▶ [STATED TASK]:
In the Third Maximum Number page, copy the passage starting with "Input: [2, 2, 3, 1]" and going on through "counter by 1.", swapping "insertion sort" for "selection sort".

Formatted question description: https://leetcode.ca/all/414.html

# 414. Third Maximum Number

Easy

## Description

Given a non-empty array of integers, return the third maximum number in this array. If it does not exist, return the maximum number. The time complexity must be in O(n).

Example 1:

Input: [3, 2, 1]

Output: 1

Explanation: The third maximum is 1.

Example 2:

Input: [1, 2]

Output: 2

Explanation: The third maximum does not exist, so the maximum (2) is returned instead.

Example 3:

Input: [2, 2, 3, 1]

Output: 1

Explanation: Note that the third maximum here means the third maximum distinct number. Both numbers with value 2 are both considered as second maximum.

## Solution

Use three variables to store the three distinct maximum numbers. Also use a variable to store the count of distinct numbers in the array. Initially, the three variables for three maximum numbers are Long.MIN_VALUE, where data type long is used to avoid overflow.

Loop over the array. Use the idea of insertion sort and update the three distinct maximum numbers. If the current number is greater than at least one of the three distinct maximum numbers, then update the distinct maximum numbers that has a smaller value, and increase the counter by 1.

Finally, if the counter is greater than or equal to 3, return the third distinct maximum number. Otherwise, return the first maximum number.

class Solution {
public int thirdMax(int[] nums) {
if (nums == null || nums.length == 0)
return 0;
long firstMax = Long.MIN_VALUE;
long secondMax = Long.MIN_VALUE;
long thirdMax = Long.MIN_VALUE;
int count = 0;
for (int num : nums) {
long numLong = (long) num;
if (numLong == firstMax || numLong == secondMax || numLong == thirdMax)
continue;
if (numLong > firstMax) {
thirdMax = secondMax;
secondMax = firstMax;
firstMax = numLong;
count++;
} else if (numLong > secondMax) {
thirdMax = secondMax;
secondMax = numLong;
count++;
} else if (numLong > thirdMax) {
thirdMax = numLong;
count++;
}
}
return count >= 3 ? (int) thirdMax : (int) firstMax;
}
}

▶ [DATA LINES]:
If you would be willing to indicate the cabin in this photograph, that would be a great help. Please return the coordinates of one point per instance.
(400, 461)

▶ [RESULT BELOW]:
Input: [2, 2, 3, 1]

Output: 1

Explanation: Note that the third maximum here means the third maximum distinct number. Both numbers with value 2 are both considered as second maximum.

## Solution

Use three variables to store the three distinct maximum numbers. Also use a variable to store the count of distinct numbers in the array. Initially, the three variables for three maximum numbers are Long.MIN_VALUE, where data type long is used to avoid overflow.

Loop over the array. Use the idea of selection sort and update the three distinct maximum numbers. If the current number is greater than at least one of the three distinct maximum numbers, then update the distinct maximum numbers that has a smaller value, and increase the counter by 1.